### WHAT IS REQUIRED
Return the material below word for word, starting at its first line and ending after the line that contains "<point>419,310</point>". Leave the pictures out of your answer.

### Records
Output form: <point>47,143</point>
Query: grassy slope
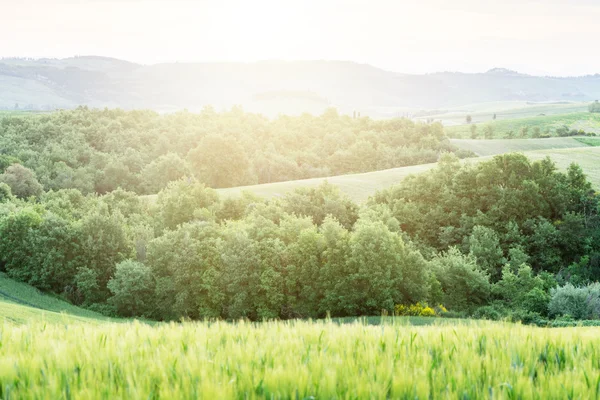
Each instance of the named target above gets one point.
<point>21,303</point>
<point>360,186</point>
<point>498,146</point>
<point>483,112</point>
<point>580,120</point>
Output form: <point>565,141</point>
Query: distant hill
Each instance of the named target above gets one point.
<point>269,87</point>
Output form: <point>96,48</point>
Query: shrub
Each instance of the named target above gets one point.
<point>491,312</point>
<point>22,181</point>
<point>576,302</point>
<point>416,310</point>
<point>464,285</point>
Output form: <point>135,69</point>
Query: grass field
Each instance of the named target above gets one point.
<point>297,360</point>
<point>498,146</point>
<point>21,303</point>
<point>585,121</point>
<point>360,186</point>
<point>484,112</point>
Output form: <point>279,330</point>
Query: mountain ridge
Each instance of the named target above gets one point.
<point>99,81</point>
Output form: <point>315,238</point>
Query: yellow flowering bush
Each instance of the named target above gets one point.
<point>419,310</point>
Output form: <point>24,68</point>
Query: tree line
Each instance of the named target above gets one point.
<point>142,151</point>
<point>505,236</point>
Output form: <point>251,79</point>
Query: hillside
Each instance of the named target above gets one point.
<point>585,121</point>
<point>270,87</point>
<point>498,146</point>
<point>359,187</point>
<point>20,303</point>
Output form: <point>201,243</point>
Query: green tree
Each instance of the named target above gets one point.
<point>22,181</point>
<point>132,288</point>
<point>177,203</point>
<point>473,129</point>
<point>464,285</point>
<point>220,161</point>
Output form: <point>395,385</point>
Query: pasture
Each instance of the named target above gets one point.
<point>297,360</point>
<point>359,187</point>
<point>21,303</point>
<point>585,121</point>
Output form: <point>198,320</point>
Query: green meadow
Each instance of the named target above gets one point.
<point>297,360</point>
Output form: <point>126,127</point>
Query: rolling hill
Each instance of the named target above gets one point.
<point>359,187</point>
<point>20,303</point>
<point>272,87</point>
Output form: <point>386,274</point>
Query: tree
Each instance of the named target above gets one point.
<point>104,244</point>
<point>5,193</point>
<point>132,288</point>
<point>488,132</point>
<point>177,203</point>
<point>220,162</point>
<point>167,168</point>
<point>473,129</point>
<point>22,181</point>
<point>464,285</point>
<point>484,245</point>
<point>524,131</point>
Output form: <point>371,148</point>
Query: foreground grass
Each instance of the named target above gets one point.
<point>297,360</point>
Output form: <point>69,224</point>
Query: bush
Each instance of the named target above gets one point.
<point>417,310</point>
<point>576,302</point>
<point>464,285</point>
<point>22,181</point>
<point>492,312</point>
<point>133,289</point>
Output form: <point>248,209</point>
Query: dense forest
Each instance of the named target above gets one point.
<point>496,238</point>
<point>142,151</point>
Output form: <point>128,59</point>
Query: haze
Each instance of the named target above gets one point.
<point>553,37</point>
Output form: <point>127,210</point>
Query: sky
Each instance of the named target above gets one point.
<point>550,37</point>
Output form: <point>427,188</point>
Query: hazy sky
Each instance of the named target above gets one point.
<point>556,37</point>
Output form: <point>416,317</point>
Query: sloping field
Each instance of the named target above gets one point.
<point>360,186</point>
<point>498,146</point>
<point>588,159</point>
<point>588,122</point>
<point>20,303</point>
<point>483,112</point>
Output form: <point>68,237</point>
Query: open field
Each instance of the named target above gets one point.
<point>588,122</point>
<point>359,187</point>
<point>298,360</point>
<point>21,303</point>
<point>484,112</point>
<point>493,147</point>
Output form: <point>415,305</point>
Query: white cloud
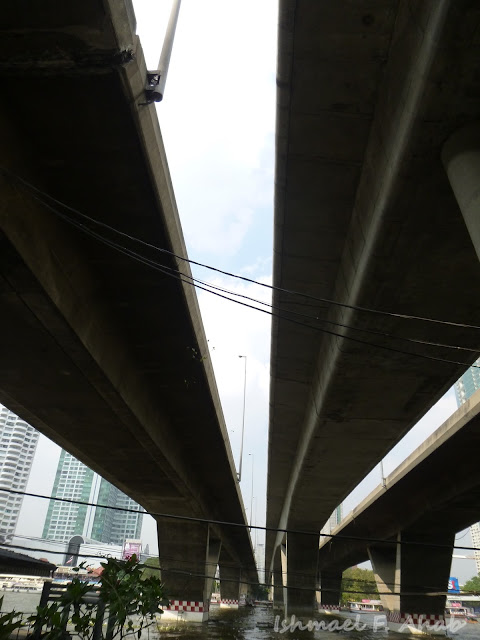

### REPLY TO THE EXERCISE
Output form: <point>47,143</point>
Query: grassy slope
Each instance of the named target above gets one point.
<point>21,303</point>
<point>360,186</point>
<point>498,146</point>
<point>483,112</point>
<point>580,120</point>
Output form: <point>565,141</point>
Query: distant hill
Each instance of the named target above gets one point.
<point>269,87</point>
Output form: <point>96,48</point>
Query: shrub
Each instance of the named target above gets one point.
<point>491,312</point>
<point>22,181</point>
<point>576,302</point>
<point>416,310</point>
<point>464,285</point>
Output form: <point>135,69</point>
Query: grass field
Each instance of the named target above gets one point.
<point>297,360</point>
<point>498,146</point>
<point>21,303</point>
<point>585,121</point>
<point>360,186</point>
<point>484,112</point>
Output form: <point>279,330</point>
Query: mountain ridge
Each instance of the named target above gets one point.
<point>99,81</point>
Output form: <point>315,238</point>
Query: yellow flowering bush
Each instance of the named target above gets one point.
<point>419,310</point>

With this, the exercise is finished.